**SET TASK:** Put the rows below into a numbered list, one row per number, leaving out any blank lines.

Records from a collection
════
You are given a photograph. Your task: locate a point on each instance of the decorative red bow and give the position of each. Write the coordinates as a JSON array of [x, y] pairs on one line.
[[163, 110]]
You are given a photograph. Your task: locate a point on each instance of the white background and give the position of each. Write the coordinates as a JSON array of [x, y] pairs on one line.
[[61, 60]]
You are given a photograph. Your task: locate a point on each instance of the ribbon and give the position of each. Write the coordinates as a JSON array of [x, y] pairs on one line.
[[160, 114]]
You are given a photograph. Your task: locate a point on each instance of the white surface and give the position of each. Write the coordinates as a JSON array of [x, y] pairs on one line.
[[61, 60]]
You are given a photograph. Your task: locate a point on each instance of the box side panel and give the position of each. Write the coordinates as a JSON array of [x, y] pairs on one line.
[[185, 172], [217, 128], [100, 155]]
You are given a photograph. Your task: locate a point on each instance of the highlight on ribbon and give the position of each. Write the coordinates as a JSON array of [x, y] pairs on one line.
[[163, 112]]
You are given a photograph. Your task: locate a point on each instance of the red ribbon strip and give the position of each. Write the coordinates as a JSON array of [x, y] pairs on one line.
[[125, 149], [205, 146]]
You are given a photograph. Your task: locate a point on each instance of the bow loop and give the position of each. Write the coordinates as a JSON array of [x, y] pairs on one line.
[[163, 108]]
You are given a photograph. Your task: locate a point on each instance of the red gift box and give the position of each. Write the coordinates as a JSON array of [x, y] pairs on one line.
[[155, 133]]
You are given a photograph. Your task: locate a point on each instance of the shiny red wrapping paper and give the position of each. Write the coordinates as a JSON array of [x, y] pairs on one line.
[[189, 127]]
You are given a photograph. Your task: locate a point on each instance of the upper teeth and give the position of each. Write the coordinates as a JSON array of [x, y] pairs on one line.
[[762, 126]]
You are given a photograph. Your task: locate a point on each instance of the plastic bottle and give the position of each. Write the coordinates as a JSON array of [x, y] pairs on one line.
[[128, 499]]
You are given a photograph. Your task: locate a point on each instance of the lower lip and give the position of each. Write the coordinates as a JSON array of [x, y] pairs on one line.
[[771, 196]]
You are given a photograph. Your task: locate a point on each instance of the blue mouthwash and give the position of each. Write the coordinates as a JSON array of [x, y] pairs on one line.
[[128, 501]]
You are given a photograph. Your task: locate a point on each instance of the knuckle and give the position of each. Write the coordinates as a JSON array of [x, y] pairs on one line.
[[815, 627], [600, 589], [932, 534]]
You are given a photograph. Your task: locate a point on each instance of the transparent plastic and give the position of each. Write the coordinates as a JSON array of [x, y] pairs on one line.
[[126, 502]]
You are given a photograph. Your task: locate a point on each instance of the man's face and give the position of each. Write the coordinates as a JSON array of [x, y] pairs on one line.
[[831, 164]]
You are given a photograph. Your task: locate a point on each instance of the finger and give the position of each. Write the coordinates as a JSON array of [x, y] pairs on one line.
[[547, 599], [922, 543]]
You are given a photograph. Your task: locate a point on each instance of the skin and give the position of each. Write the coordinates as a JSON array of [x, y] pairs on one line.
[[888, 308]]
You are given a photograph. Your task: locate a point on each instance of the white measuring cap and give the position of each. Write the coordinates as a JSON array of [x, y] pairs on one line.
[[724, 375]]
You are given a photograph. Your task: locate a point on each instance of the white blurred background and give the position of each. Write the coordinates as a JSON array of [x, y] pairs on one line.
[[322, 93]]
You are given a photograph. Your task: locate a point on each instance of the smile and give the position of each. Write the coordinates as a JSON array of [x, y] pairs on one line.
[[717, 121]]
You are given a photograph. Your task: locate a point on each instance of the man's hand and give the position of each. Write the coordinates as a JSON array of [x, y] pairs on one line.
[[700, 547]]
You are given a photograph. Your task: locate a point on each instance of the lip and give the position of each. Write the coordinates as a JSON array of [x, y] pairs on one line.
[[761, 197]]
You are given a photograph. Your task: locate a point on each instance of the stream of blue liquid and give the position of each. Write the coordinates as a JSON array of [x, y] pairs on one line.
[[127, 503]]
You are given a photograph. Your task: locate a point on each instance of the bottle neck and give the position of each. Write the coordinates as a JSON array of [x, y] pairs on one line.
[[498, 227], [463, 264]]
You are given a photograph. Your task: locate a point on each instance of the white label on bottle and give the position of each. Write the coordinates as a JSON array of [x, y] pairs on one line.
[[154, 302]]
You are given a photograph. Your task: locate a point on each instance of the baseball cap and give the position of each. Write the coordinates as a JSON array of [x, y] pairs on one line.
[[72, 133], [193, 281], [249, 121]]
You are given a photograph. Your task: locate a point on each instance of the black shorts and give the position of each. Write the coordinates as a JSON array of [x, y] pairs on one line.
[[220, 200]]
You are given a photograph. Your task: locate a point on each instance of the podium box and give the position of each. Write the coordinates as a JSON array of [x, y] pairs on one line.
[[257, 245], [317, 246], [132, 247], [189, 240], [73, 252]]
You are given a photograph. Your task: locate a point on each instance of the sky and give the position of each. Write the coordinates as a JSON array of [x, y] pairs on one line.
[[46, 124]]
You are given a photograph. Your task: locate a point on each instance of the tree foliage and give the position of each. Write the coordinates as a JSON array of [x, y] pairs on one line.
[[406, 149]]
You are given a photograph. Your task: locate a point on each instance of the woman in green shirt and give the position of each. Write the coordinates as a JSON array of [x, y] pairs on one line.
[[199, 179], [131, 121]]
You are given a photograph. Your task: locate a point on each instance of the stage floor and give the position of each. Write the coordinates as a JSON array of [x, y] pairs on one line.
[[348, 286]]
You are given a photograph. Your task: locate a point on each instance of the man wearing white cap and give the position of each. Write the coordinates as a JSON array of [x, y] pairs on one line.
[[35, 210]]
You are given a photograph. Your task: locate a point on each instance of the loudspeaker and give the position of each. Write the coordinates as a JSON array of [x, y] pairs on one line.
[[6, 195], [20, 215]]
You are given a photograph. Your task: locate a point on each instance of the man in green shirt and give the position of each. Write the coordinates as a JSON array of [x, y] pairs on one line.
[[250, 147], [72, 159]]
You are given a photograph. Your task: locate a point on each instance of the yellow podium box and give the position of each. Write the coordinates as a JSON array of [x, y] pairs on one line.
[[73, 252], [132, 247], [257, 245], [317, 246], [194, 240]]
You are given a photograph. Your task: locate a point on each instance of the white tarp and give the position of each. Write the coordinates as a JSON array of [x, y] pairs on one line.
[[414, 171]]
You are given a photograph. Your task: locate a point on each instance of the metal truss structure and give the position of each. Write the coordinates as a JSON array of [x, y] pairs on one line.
════
**REPLY:**
1. You are given a photograph. Your task: locate a point on each instance of the decorative red bow and give the position of each. Write the coordinates as a JSON array of [x, y] pairs on one line.
2. [[163, 110]]
3. You are given a photograph. Your task: locate a point on each instance of the white background and give the position of each. Write the coordinates as a JSON array of [x, y] pairs on one line.
4. [[61, 60]]
5. You are given a photograph. Your task: locate a point on each instance of the ribbon and give the position of each. Write the coordinates as a JSON array of [x, y] pairs on one line.
6. [[160, 114]]
7. You are given a photograph. Your task: locate a point on each instance of the white surface and give the position of each. Write the coordinates as a JSON array of [x, y] pairs on one line.
8. [[61, 60]]
9. You are given a photograph. Your task: locate a point on each instance of the box side panel and give the position of each. Write the coordinates as a JSON array of [x, y] pairs on one line.
10. [[185, 172], [217, 128], [100, 155]]
11. You are given a photograph. Your task: locate a point on each instance of the highlight on ribbon and give the position of each. Write the coordinates as a JSON array of [x, y] pairs on one line.
12. [[163, 112]]
13. You are given a photograph. Your task: locate a point on each instance of the red ribbon strip and give the position of each. Write the coordinates as a JSON array of [x, y] pairs on one line.
14. [[125, 149], [205, 146]]
15. You are given a photograph. Your task: locate a point on each instance of the bow loop and give the position of each. Write the coordinates as a JSON array of [x, y] pairs on one line.
16. [[163, 108]]
17. You are given a photograph. Your task: locate a point on each instance of the red gift box and give the position of each. Write the coordinates as a JSON array of [x, y] pairs on one line.
18. [[155, 133]]
19. You are given a photograph. Your task: locate a point on each instance of the shiny red wrapping paper and give the position of each. Write the coordinates as a JSON array of [x, y] pairs on one line.
20. [[189, 127]]
21. You are given a photograph. Your task: locate a point on each instance of the upper teeth and give the position of each. Write the coordinates as a JSON array of [x, y] pairs on one line.
22. [[762, 126]]
23. You are given a photograph. Your task: locate a point on each instance of the plastic bottle and give the position of each. Write the coordinates as a JSON array of [x, y] pairs on one line.
24. [[128, 499]]
25. You are given a photograph. Your task: locate a point on each instance of the lower lip and give the position of each. Write the coordinates as a JSON array of [x, y] pairs on one line.
26. [[771, 196]]
27. You are given a photograph. Your task: locate a point on each instance of the blue mouthwash and give the position of each. Write the coordinates as a JSON array of [x, y] pairs on one line.
28. [[128, 501]]
29. You are given a photograph. Your task: locate a point on each instance of the knuckle and give the position of each. Write the coordinates as a JSON array of [x, y] pairs on one line.
30. [[815, 627], [600, 589], [932, 534]]
31. You are given a photograph. Your task: locate a point on each instance of the transparent plastic and give the position of each. Write the coordinates as a JSON array of [x, y] pairs on one line.
32. [[126, 502]]
33. You are given a photograph. Your task: locate a point on each instance of the man's face and give the position of each. Write the coordinates as a JSON array of [x, y] pairs on one line.
34. [[831, 164]]
35. You are given a photograph. Your task: locate a point on each instance of the finger and give the position of each. Write the coordinates as a JSON array of [x, y] pairs on one line.
36. [[547, 599], [922, 543]]
37. You are given a photograph. Your task: locate a point on each instance of the skin and give the position of each. Write the coordinates as a JSON array of [x, y] pairs on one line.
38. [[888, 308]]
39. You are given a photograph. Your task: locate a point on each instance of the white measuring cap and give the position of each. Write the coordinates as a JSON array of [x, y] pairs on one line.
40. [[724, 375]]
41. You are given a photograph. Your task: locate a point on each instance of the white blurred background and give the position of each. Write the coordinates as a JSON array of [x, y] pairs on one line.
42. [[322, 93]]
43. You are given a photograph. Your task: locate a point on each instance of the smile and give the position of each. Write the coordinates as a JSON array of [x, y] pairs on one line.
44. [[717, 121]]
45. You are given a photograph. Your task: locate a point on each instance of the man's hand and give the position of each. Write the coordinates as a JSON array of [x, y] pairs on one line.
46. [[700, 547]]
47. You are given a photograph. Your task: locate a point on each instance of the lip and give the position of each. Write the coordinates as a JSON array of [x, y] pairs on one line.
48. [[761, 197]]
49. You are given a photograph. Your task: locate a point on each instance of the stream of blue liquid and give the position of each. Write the coordinates as a JSON array of [x, y] pairs on one line.
50. [[127, 503]]
51. You are given a photograph. Your task: locate a point on each instance of the bottle neck and give the position of each. Write the coordinates as a JSON array of [x, y] pairs on one line.
52. [[498, 227], [463, 264]]
53. You are given a photograph. Your task: locate a point on each instance of the white label on bottle and give the position of each. Write the coordinates as a JSON array of [x, y] pairs on one line.
54. [[154, 302]]
55. You are given a photograph. Your task: locate a point on each instance of the baseball cap and give the position of each. Write the coordinates as a JSON array of [x, y] pairs on one line.
56. [[72, 133], [193, 281], [249, 121]]
57. You are given a photograph. Your task: locate a point on each instance of the black shorts and give the position of each. Write the coordinates as a JSON array of [x, y] pairs on one line.
58. [[220, 200]]
59. You are given a photograph. Your task: locate a point on each instance of the podium box and give the position of each. Write the coordinates as a JSON array of [x, y] pairs on one line.
60. [[257, 245], [317, 246], [132, 247], [189, 240], [73, 252]]
61. You are given a photograph. Your task: locate a point on each instance of the sky and give the position of each. Write the coordinates as a JSON array of [x, y] pairs on one line.
62. [[46, 124]]
63. You are given a photograph. Your task: locate a point on each instance of the tree foliage and give the position of each. Write the coordinates as a JSON array of [x, y] pairs on one line.
64. [[406, 149]]
65. You are given a photograph. Your task: locate a point on each instance of the woman in green shirt and give the position of each. Write the coordinates as a JSON array of [x, y] pairs on one line.
66. [[199, 179], [131, 121]]
67. You are given a photograph. Your task: locate a point on each instance of the stage floor and give the position of each. Write the coordinates as a JSON array of [x, y] pairs on one line.
68. [[348, 286]]
69. You are given a photograph. Your task: locate a point on each instance of the man wearing white cap and give the position of each. Write the coordinates as a JSON array of [x, y] pairs on one line.
70. [[35, 210]]
71. You are given a photograph. Your task: locate a point on each instance of the loudspeaker and give the position of each. Write the coordinates as a JSON array of [x, y] pairs on one line.
72. [[6, 195], [20, 215]]
73. You are given a photograph. Your task: locate a point on each instance of the man in green shirt and give the position of each. Write the coordinates as a JSON array of [x, y] pairs on one line.
74. [[250, 147], [72, 159]]
75. You are given a photograph. Your task: locate a point on each instance of the yellow podium box and give the position of each. Write the coordinates as a JSON array of [x, y] pairs on one line.
76. [[73, 252], [132, 247], [257, 245], [317, 246], [194, 240]]
77. You are given a photograph. Your task: locate a point on each instance of the white tarp and give the position of each. Write the coordinates as a JSON array of [x, y] pairs on one line.
78. [[414, 171]]
79. You are given a photograph. Your task: locate a point on each instance of the metal truss structure and give the position of each. Write the coordinates as a JSON array of [x, y] pairs on one line.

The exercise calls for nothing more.